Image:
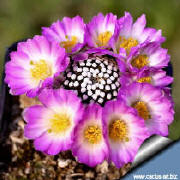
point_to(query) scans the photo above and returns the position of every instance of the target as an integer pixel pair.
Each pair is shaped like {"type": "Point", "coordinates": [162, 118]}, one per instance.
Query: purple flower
{"type": "Point", "coordinates": [128, 35]}
{"type": "Point", "coordinates": [69, 33]}
{"type": "Point", "coordinates": [51, 125]}
{"type": "Point", "coordinates": [33, 66]}
{"type": "Point", "coordinates": [149, 56]}
{"type": "Point", "coordinates": [100, 30]}
{"type": "Point", "coordinates": [102, 87]}
{"type": "Point", "coordinates": [151, 104]}
{"type": "Point", "coordinates": [125, 132]}
{"type": "Point", "coordinates": [89, 144]}
{"type": "Point", "coordinates": [157, 78]}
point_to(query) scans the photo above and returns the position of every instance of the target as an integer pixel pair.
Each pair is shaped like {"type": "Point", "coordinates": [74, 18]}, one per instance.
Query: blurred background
{"type": "Point", "coordinates": [20, 19]}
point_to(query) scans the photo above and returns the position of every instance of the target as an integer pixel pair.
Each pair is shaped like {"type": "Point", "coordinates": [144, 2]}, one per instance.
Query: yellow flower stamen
{"type": "Point", "coordinates": [69, 43]}
{"type": "Point", "coordinates": [40, 70]}
{"type": "Point", "coordinates": [127, 43]}
{"type": "Point", "coordinates": [142, 109]}
{"type": "Point", "coordinates": [118, 131]}
{"type": "Point", "coordinates": [145, 80]}
{"type": "Point", "coordinates": [59, 123]}
{"type": "Point", "coordinates": [103, 38]}
{"type": "Point", "coordinates": [140, 61]}
{"type": "Point", "coordinates": [93, 134]}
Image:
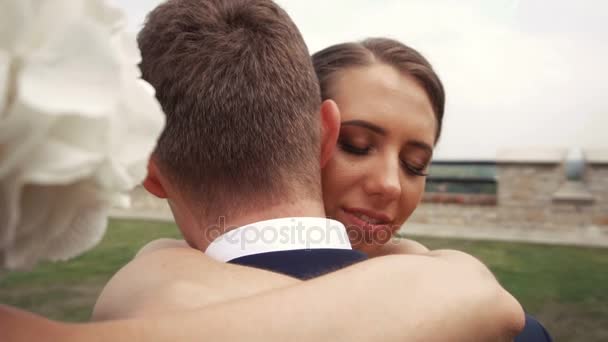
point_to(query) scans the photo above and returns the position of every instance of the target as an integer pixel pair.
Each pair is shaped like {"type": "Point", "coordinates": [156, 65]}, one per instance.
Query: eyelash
{"type": "Point", "coordinates": [416, 171]}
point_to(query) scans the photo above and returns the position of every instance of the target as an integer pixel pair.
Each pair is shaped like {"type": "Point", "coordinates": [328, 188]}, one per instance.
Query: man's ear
{"type": "Point", "coordinates": [330, 119]}
{"type": "Point", "coordinates": [153, 183]}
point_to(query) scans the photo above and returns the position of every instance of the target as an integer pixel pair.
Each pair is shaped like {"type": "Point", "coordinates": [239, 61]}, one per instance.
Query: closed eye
{"type": "Point", "coordinates": [414, 170]}
{"type": "Point", "coordinates": [354, 149]}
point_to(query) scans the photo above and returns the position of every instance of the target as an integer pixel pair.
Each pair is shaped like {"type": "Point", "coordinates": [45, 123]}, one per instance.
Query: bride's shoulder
{"type": "Point", "coordinates": [159, 244]}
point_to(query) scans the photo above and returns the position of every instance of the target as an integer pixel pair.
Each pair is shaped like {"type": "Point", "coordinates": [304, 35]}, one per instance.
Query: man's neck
{"type": "Point", "coordinates": [210, 230]}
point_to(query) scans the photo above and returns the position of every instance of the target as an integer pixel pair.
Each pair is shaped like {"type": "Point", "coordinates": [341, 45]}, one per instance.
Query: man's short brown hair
{"type": "Point", "coordinates": [236, 82]}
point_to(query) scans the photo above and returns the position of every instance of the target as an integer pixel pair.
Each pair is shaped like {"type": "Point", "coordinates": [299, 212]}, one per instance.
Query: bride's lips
{"type": "Point", "coordinates": [357, 217]}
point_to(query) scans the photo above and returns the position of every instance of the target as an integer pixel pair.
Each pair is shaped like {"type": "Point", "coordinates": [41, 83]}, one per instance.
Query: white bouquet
{"type": "Point", "coordinates": [77, 125]}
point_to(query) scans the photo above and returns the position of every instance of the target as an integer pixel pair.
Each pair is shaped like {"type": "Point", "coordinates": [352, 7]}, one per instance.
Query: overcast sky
{"type": "Point", "coordinates": [528, 73]}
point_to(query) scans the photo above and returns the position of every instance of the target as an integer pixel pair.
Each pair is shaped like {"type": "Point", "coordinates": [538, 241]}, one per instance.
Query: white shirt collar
{"type": "Point", "coordinates": [283, 234]}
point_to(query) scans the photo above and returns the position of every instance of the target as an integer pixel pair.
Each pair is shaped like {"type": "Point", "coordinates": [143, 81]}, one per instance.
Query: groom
{"type": "Point", "coordinates": [245, 140]}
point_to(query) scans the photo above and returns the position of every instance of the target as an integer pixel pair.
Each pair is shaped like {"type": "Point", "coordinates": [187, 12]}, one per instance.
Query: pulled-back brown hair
{"type": "Point", "coordinates": [236, 82]}
{"type": "Point", "coordinates": [336, 58]}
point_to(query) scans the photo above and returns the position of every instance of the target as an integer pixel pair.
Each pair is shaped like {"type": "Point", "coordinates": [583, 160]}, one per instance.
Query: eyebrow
{"type": "Point", "coordinates": [382, 131]}
{"type": "Point", "coordinates": [365, 124]}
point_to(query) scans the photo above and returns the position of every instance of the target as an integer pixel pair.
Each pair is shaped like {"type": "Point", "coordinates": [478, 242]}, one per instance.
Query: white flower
{"type": "Point", "coordinates": [77, 125]}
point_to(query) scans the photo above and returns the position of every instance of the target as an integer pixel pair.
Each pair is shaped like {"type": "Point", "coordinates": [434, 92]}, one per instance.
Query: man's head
{"type": "Point", "coordinates": [242, 101]}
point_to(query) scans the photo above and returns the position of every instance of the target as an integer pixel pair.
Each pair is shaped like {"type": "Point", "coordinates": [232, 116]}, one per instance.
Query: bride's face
{"type": "Point", "coordinates": [376, 177]}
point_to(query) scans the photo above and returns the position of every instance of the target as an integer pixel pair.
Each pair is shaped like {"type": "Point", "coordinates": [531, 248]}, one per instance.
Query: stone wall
{"type": "Point", "coordinates": [526, 198]}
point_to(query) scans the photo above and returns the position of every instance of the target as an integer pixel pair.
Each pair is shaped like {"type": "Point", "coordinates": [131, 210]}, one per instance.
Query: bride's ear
{"type": "Point", "coordinates": [330, 120]}
{"type": "Point", "coordinates": [152, 182]}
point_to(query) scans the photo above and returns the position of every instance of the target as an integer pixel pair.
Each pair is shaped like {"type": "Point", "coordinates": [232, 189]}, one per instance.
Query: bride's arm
{"type": "Point", "coordinates": [394, 298]}
{"type": "Point", "coordinates": [399, 246]}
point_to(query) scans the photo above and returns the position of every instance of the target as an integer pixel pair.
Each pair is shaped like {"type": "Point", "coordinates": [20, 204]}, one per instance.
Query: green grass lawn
{"type": "Point", "coordinates": [565, 287]}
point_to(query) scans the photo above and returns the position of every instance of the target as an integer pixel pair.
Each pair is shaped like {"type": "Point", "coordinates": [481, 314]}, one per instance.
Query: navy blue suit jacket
{"type": "Point", "coordinates": [302, 263]}
{"type": "Point", "coordinates": [311, 263]}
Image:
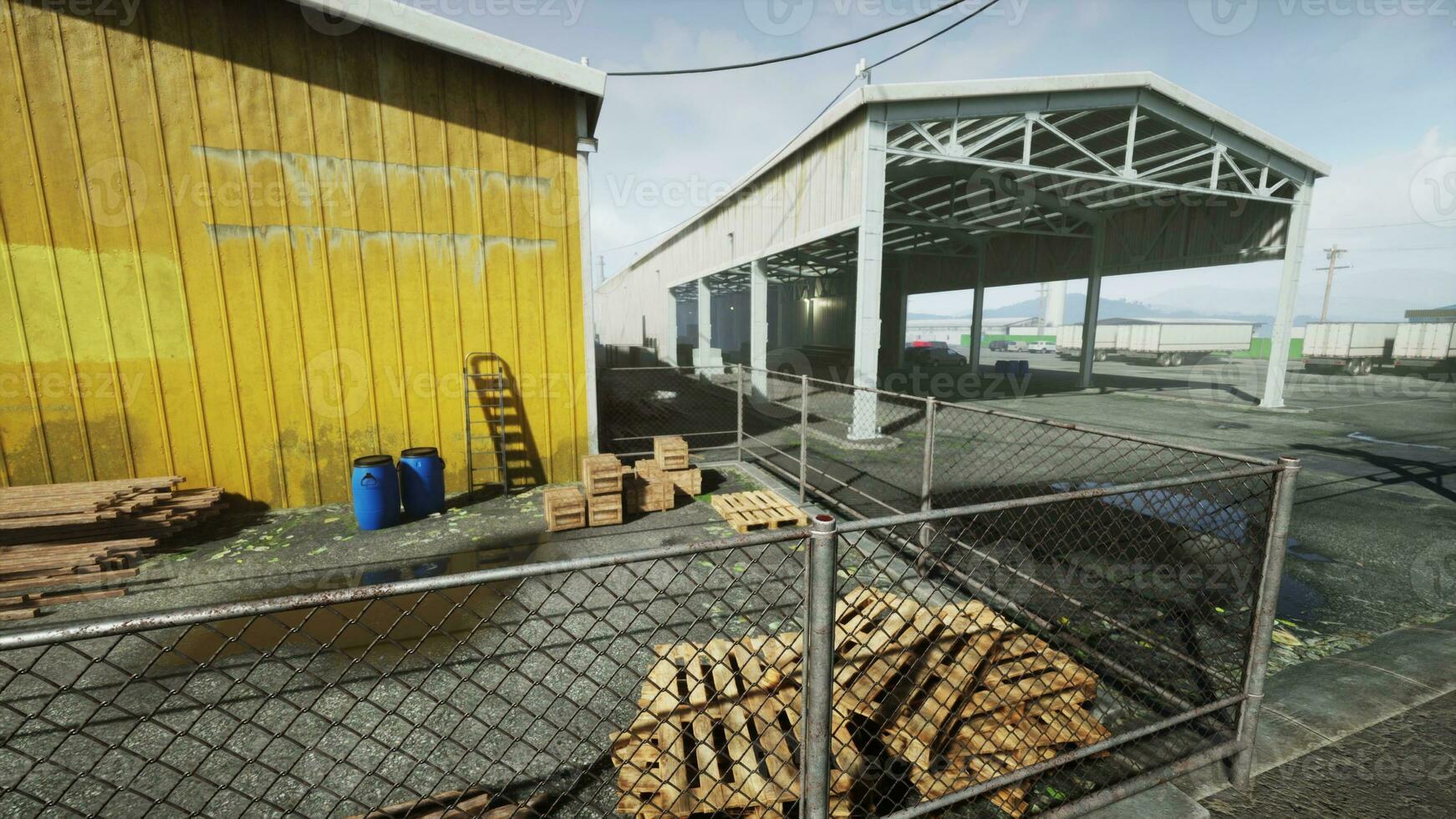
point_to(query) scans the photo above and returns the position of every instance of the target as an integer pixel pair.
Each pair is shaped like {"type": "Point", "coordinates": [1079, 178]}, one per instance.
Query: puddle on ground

+ + + + +

• **Instructions for the task**
Repeat the entries exactly, pictures left out.

• **Written response**
Image:
point_to(query) scans the photo above and returns the position of every instance of the target as an integer pixel pair.
Each pair is shaped like {"type": "Point", "coordinates": [162, 118]}, one per instance.
Query: purple flower
{"type": "Point", "coordinates": [128, 35]}
{"type": "Point", "coordinates": [69, 33]}
{"type": "Point", "coordinates": [51, 125]}
{"type": "Point", "coordinates": [33, 66]}
{"type": "Point", "coordinates": [149, 56]}
{"type": "Point", "coordinates": [100, 30]}
{"type": "Point", "coordinates": [102, 87]}
{"type": "Point", "coordinates": [151, 104]}
{"type": "Point", "coordinates": [125, 132]}
{"type": "Point", "coordinates": [89, 144]}
{"type": "Point", "coordinates": [157, 78]}
point_to(query) scans the photo above and returns the position of every instance of the target as an integer pixel pair.
Each pair is shaped like {"type": "Point", "coordinates": [74, 18]}, one per instance.
Query: blurred background
{"type": "Point", "coordinates": [20, 19]}
point_to(query) scans the photo above and returns the position of every instance of the target as an integer pixel pair.
Each pair is shaped like {"type": "Point", "coordinates": [144, 2]}, one per instance.
Query: yellow flower stamen
{"type": "Point", "coordinates": [69, 43]}
{"type": "Point", "coordinates": [40, 70]}
{"type": "Point", "coordinates": [127, 43]}
{"type": "Point", "coordinates": [142, 109]}
{"type": "Point", "coordinates": [118, 131]}
{"type": "Point", "coordinates": [145, 80]}
{"type": "Point", "coordinates": [59, 123]}
{"type": "Point", "coordinates": [103, 38]}
{"type": "Point", "coordinates": [140, 61]}
{"type": "Point", "coordinates": [93, 134]}
Image:
point_to(query) scans the photo above and returns the position of every instance of the target as an integer pixel pair.
Each pair is shaped like {"type": "Point", "coordinates": [156, 65]}, one per instance.
Query: eyelash
{"type": "Point", "coordinates": [416, 171]}
point_to(query) scans the photo above and returns the position of every instance of the target as an integer pixel pair.
Each pair is shaped like {"type": "Point", "coordinates": [328, 188]}, one per instance.
Query: man's ear
{"type": "Point", "coordinates": [330, 119]}
{"type": "Point", "coordinates": [153, 183]}
point_to(query) scans the photo above and returns the position of every instance of the target as an integer pixel pair.
Each pair is shaped like {"type": "Point", "coordinates": [239, 61]}, one per instance.
Query: closed eye
{"type": "Point", "coordinates": [414, 170]}
{"type": "Point", "coordinates": [354, 149]}
point_to(query) scans the photo above and returns the position of every instance of the target as an integer pixel pair.
Each pair is shaped like {"type": "Point", "coordinates": [45, 123]}, one per instance.
Query: bride's shoulder
{"type": "Point", "coordinates": [159, 244]}
point_to(query) scans the photo above and returns the position of every instance of the target as an integer pixel pair.
Each pair is shaped like {"type": "Point", "coordinates": [304, 35]}, one per instance.
Query: man's neck
{"type": "Point", "coordinates": [210, 230]}
point_to(query) scans the photo above and returns the position of every instance of the target as an integer pixel pair.
Each pair is shaped like {"type": "Point", "coordinates": [341, 45]}, one per instance.
Query: man's short brown hair
{"type": "Point", "coordinates": [236, 82]}
point_to(query) scans the photo above and returns the position of every instance of the target as an integer pixel pair.
Each pair is shaped like {"type": "Point", "coordinates": [299, 212]}, one per instance.
Query: bride's lips
{"type": "Point", "coordinates": [357, 217]}
point_to(query) scans the photo above and returns the position of every instance of the target as an integer pixel pair.
Each pair is shaped like {"type": "Point", "coordinates": [41, 83]}, one per instance.
Query: white bouquet
{"type": "Point", "coordinates": [77, 125]}
point_to(query) scans the photo above and returns the position of every instance of the target as an integer pixel pair.
Each pair is shaped like {"type": "Point", "coordinates": [352, 7]}, one per instance.
Query: overcast sky
{"type": "Point", "coordinates": [528, 73]}
point_to(query) scans the photo above and returns the position of every instance of the target as an integer pixel pair.
Each pair is shaped like {"type": "Point", "coordinates": [538, 241]}, one per instance.
Query: white shirt collar
{"type": "Point", "coordinates": [283, 234]}
point_to(query) scans the photo above and returns the position of every instance of the target as an integer pixel pair.
Each pair is shaped like {"type": "Point", "coordinates": [143, 81]}, one per instance.
Query: groom
{"type": "Point", "coordinates": [245, 140]}
point_to(query) scans the photo above and returns the position of every instance of the target as an integer pixel pair.
Each pair is shaped like {"type": "Point", "coordinates": [187, 12]}, one per instance.
Query: pulled-back brown hair
{"type": "Point", "coordinates": [236, 82]}
{"type": "Point", "coordinates": [336, 58]}
point_to(query) scans the photo above and returns the position of every instance of the target as an integer pixel pair.
Each pair is shaped like {"type": "Point", "coordinates": [583, 160]}, one per instance.
Query: eyebrow
{"type": "Point", "coordinates": [382, 131]}
{"type": "Point", "coordinates": [365, 124]}
point_to(query) scans the photo above and returns the position of every instance of the target as an integer pixel pair.
Each pair is shaped like {"type": "Point", "coordinates": [478, 242]}, one per instance.
Query: white flower
{"type": "Point", "coordinates": [77, 125]}
point_to(query) scans the photo above and returns the position of every instance of the target as an integer pixel pair.
Each pair is shaped like {"type": "Point", "coordinates": [434, 92]}, one per instance.
Query: man's head
{"type": "Point", "coordinates": [242, 101]}
point_to(query) scans the photo above and returns the position of every instance of the target as an integer pixel pair.
Each pair is shaped like {"type": "Point", "coordinates": [232, 116]}, one per instance.
Query: bride's face
{"type": "Point", "coordinates": [376, 177]}
point_to(query) scans the photo above and returns the position of every instance of the target as an integer pixel pair.
Each pair is shaped like {"type": "Point", "coordinates": [531, 248]}, one per instance.
Query: stone wall
{"type": "Point", "coordinates": [526, 198]}
point_to(query) scans the photo above and returns the position of every instance of the target as an integer pixel pair.
Each pair is shaped like {"type": "Point", "coordinates": [131, 210]}, one per instance.
Query: bride's ear
{"type": "Point", "coordinates": [330, 120]}
{"type": "Point", "coordinates": [152, 182]}
point_to(query) scans the photo above and returns the position of every instance of the target as an integer pixel pair.
Each pair is shaped like {"type": "Point", "coordinates": [232, 189]}, one per instance.
Query: bride's arm
{"type": "Point", "coordinates": [394, 298]}
{"type": "Point", "coordinates": [399, 246]}
point_to(query) scans the photo above and returns the position of every instance of the target as an integer pixel pair.
Each pair is shaped like {"type": "Point", "coordinates": [20, 204]}, one per instance.
Query: green grass lawn
{"type": "Point", "coordinates": [565, 287]}
point_to(query) scans the photo above and returns the position of every instance of the target as an integer pixel pair.
Each pair is shaped like {"type": "Point", "coordinates": [481, 314]}, one per instance.
Query: navy blue suit jacket
{"type": "Point", "coordinates": [302, 263]}
{"type": "Point", "coordinates": [311, 263]}
Image:
point_to(query) scans the photo above and returns the position of every instance of the target as an integer pixel pair.
Each pair is shaped like {"type": "Point", "coordinates": [1079, 178]}, one per instance.
Query: puddle on ground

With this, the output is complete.